= Challenge =
Return each line of the rows below that contains the string "marking", treating uppercase and lowercase as different.

(Labeled-object pointing entries)

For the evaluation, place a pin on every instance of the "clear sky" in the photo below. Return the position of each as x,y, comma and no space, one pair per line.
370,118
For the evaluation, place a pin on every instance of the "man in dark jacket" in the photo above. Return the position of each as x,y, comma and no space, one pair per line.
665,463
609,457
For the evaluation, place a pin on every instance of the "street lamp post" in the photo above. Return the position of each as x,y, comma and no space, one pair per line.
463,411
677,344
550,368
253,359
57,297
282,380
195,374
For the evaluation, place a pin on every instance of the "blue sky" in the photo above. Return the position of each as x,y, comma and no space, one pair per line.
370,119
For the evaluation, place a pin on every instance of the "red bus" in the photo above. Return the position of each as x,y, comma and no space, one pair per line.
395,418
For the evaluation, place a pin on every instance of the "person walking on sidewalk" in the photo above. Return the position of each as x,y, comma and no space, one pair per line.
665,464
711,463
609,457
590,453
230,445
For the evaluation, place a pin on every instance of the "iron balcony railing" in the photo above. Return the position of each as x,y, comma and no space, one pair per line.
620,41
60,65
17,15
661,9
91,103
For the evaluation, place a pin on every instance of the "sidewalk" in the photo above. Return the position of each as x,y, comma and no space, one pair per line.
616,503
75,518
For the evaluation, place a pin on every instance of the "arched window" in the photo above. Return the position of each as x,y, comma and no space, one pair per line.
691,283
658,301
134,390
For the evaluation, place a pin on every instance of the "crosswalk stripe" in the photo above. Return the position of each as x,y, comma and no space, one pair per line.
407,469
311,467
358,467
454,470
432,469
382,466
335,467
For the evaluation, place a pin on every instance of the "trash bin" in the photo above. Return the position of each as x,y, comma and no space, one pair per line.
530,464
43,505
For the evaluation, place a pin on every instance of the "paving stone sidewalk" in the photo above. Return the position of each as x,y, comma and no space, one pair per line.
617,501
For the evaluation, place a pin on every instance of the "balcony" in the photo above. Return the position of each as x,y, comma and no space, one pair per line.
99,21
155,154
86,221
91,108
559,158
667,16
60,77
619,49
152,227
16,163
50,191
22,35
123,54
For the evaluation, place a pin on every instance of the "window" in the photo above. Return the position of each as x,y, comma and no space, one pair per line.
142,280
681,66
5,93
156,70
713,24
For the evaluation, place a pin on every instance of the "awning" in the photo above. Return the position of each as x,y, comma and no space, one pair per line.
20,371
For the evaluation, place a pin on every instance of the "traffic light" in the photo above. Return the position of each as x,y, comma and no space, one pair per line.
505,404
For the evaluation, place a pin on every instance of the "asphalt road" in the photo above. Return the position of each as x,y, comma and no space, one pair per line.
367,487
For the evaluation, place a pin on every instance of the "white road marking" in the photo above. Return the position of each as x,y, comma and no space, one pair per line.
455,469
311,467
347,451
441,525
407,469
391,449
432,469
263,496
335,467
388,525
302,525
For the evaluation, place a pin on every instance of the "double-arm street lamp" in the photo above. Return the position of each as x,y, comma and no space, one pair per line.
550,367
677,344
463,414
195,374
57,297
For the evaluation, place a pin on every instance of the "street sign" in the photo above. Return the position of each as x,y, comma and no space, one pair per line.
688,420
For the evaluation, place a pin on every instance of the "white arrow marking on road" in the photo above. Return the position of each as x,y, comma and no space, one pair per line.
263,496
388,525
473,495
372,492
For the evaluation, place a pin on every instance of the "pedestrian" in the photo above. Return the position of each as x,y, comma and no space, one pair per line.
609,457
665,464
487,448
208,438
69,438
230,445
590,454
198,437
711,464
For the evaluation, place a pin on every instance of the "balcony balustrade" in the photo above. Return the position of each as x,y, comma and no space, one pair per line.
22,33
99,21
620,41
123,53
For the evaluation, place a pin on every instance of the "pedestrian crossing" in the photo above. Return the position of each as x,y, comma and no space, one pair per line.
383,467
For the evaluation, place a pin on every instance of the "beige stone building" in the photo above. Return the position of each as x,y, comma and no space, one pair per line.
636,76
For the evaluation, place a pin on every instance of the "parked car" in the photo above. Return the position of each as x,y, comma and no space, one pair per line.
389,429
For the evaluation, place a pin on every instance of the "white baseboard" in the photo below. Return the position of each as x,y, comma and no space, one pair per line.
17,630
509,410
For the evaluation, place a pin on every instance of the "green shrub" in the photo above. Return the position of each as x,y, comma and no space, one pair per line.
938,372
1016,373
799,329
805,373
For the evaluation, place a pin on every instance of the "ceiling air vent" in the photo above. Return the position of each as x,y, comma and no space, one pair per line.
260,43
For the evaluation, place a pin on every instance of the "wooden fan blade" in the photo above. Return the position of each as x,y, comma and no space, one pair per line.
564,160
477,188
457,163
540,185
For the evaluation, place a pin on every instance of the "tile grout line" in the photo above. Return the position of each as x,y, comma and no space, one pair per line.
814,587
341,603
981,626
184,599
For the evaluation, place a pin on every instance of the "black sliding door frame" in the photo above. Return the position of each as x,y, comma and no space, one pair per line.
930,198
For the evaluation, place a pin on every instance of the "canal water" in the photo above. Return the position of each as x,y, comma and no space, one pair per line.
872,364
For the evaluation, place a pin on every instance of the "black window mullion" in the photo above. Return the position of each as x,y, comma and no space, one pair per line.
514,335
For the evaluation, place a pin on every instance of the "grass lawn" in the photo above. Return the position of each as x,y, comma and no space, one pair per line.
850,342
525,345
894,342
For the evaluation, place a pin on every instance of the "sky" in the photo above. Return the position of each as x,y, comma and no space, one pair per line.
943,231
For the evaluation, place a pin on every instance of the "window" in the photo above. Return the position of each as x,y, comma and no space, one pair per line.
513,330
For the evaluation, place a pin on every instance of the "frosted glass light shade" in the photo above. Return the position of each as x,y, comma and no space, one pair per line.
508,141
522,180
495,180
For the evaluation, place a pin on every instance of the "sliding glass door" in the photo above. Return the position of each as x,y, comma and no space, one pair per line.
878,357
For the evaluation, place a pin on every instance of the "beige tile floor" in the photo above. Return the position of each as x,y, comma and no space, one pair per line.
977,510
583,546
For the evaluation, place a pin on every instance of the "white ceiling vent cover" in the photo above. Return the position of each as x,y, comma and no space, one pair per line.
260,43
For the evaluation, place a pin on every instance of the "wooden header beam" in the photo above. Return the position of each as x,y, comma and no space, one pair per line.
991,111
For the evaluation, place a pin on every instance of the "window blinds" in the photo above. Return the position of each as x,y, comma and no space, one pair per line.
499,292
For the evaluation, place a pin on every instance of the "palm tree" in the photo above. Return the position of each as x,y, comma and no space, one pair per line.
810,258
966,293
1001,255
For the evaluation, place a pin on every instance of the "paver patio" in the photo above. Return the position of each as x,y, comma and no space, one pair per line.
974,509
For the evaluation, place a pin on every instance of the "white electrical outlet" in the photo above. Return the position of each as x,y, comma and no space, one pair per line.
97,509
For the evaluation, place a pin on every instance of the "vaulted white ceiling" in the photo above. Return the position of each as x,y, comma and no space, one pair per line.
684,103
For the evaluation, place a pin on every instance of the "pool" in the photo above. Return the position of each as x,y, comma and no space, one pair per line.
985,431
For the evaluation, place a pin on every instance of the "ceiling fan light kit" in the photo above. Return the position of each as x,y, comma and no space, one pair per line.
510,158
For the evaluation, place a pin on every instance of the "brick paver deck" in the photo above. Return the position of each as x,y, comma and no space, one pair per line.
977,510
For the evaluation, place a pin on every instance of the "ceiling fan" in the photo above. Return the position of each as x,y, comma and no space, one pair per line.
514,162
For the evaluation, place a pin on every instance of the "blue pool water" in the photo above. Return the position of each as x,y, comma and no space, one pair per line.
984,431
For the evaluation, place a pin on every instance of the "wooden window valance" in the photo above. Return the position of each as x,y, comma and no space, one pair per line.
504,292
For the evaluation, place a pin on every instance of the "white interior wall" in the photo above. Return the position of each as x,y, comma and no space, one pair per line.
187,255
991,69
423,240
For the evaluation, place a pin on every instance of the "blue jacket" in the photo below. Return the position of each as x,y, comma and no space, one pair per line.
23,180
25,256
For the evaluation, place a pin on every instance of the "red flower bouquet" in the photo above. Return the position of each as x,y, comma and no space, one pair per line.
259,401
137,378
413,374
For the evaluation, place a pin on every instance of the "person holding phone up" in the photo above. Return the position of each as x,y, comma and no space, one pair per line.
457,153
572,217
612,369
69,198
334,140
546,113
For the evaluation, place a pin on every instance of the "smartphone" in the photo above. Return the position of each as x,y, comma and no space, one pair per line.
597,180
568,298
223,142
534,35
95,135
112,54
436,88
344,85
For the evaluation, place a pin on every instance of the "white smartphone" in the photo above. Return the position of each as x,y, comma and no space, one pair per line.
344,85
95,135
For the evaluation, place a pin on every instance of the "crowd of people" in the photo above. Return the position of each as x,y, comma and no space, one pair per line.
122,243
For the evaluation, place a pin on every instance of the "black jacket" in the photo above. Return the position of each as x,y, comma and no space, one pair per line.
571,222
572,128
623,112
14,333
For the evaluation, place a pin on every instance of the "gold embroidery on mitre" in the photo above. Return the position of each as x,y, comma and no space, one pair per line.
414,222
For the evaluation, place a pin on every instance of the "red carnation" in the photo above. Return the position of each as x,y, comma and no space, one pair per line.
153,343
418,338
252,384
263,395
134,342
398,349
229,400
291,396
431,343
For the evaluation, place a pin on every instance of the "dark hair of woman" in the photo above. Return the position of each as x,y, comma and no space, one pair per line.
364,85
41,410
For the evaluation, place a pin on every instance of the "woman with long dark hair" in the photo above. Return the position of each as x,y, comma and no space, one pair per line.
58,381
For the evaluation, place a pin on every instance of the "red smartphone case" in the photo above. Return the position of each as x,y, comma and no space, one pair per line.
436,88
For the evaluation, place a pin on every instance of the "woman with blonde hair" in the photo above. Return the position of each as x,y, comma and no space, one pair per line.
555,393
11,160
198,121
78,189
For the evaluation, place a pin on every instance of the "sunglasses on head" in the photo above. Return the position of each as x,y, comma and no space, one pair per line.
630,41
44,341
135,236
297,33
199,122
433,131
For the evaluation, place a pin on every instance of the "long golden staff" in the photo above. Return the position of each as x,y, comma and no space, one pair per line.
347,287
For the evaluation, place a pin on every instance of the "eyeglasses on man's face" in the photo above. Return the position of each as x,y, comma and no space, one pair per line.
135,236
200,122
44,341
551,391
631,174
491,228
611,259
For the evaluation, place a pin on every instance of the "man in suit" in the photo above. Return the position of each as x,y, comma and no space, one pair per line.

= Solution to the problem =
For the evaluation, place a pin on every instance of the "white road marking" in the photo above. Return the position of each as x,y, comma and no space, one pair per line.
For the evaluation, place a pin on every instance of the "white arrow marking on road" in the photo above. Return the position of each as x,y, comma and no space, one pair per line.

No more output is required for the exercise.